__What is required__: Each line that follows should be printed again exactly as it stands.

__Data provided__:
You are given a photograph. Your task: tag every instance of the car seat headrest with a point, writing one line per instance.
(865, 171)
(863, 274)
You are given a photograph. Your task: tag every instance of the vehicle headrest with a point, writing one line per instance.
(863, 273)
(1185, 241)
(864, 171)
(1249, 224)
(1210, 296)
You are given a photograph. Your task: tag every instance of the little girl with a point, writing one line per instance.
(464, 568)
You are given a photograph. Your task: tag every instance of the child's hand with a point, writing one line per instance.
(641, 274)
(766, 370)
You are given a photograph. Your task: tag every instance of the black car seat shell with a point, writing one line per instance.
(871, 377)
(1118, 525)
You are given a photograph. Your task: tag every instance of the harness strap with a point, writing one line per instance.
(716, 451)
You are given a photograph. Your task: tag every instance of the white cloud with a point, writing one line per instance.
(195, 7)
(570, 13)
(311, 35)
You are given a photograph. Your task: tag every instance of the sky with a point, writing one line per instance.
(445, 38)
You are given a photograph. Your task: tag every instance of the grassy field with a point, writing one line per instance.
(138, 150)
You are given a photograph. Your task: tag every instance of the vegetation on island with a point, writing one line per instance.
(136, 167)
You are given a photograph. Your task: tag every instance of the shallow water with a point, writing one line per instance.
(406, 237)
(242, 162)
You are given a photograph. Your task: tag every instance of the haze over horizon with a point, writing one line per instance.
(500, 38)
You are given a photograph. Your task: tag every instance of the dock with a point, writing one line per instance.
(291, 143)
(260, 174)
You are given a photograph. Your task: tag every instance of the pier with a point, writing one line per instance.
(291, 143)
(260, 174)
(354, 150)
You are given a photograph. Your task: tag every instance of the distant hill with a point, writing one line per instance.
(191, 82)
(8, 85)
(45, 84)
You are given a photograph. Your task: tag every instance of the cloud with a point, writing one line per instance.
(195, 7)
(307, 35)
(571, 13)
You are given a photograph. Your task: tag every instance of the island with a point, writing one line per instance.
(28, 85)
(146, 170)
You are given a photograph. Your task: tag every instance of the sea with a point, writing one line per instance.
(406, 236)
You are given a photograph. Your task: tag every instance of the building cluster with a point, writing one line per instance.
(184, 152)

__Task result__:
You are given a photograph. Your task: tag every instance of the car seat headrest with a point, writing one line per instance.
(865, 171)
(863, 274)
You are given a photograph. Your task: tag every instance of the vehicle headrest with a point, writing one line per instance.
(863, 273)
(1185, 241)
(864, 171)
(1249, 224)
(1210, 296)
You are given a photograph. Your task: tag every instance of the little girl with a point, writing one line per instance.
(464, 568)
You are given a photograph. Your task: tag every instance of the child's hand with a point, writing one line per instance.
(641, 274)
(766, 370)
You are given a photograph. Your task: tag every instance of the black car seat shell with a point, writing one line per instance.
(871, 377)
(1118, 525)
You are given a photograph. Your task: tag every instance of the harness strap with a point, writing one line per instance.
(716, 451)
You are given a photograph. Your task: tag every instance of the white cloud with a point, writing one line per instance.
(195, 7)
(570, 13)
(311, 35)
You are given a photograph. Your task: tag every instance of the sky with a point, writing one line per instance.
(445, 38)
You are given a photograph. Your task: tag every instance of the grassy field with a point, writing one line per instance.
(138, 150)
You are given a photograph. Your task: tag every instance of the vegetation on island with a point, writing one line per instance.
(136, 167)
You are given a photograph. Your task: tag every instance of the shallow water with a point, writing one line per instance.
(406, 237)
(242, 162)
You are given a photograph. Your task: tag every instance of the haze over horizon with a point, writing one line per instance.
(500, 38)
You are given a photograph. Your task: tag every instance of the dock with a point, writing one line per instance.
(291, 143)
(260, 174)
You are given a photograph. Your task: tag every instance of the pier with a point, writing one line per instance.
(291, 143)
(260, 174)
(354, 150)
You are given a photograph. Your task: tag every instance of the distant hill with a point, writing one line per instance.
(191, 82)
(8, 85)
(45, 84)
You are given a photograph. Your task: tag every instance of the cloud with a point, writing one line per instance.
(195, 7)
(307, 35)
(571, 13)
You are given a photograph. Your task: tag every instance of the island with a point, writing one line per instance.
(28, 85)
(146, 170)
You are given a photograph. Your task: tag every instance of the sea with a point, writing one line per instance.
(406, 236)
You are given a photograph. Your task: tag every instance of the building cluster with a point, writing one line per instance.
(184, 152)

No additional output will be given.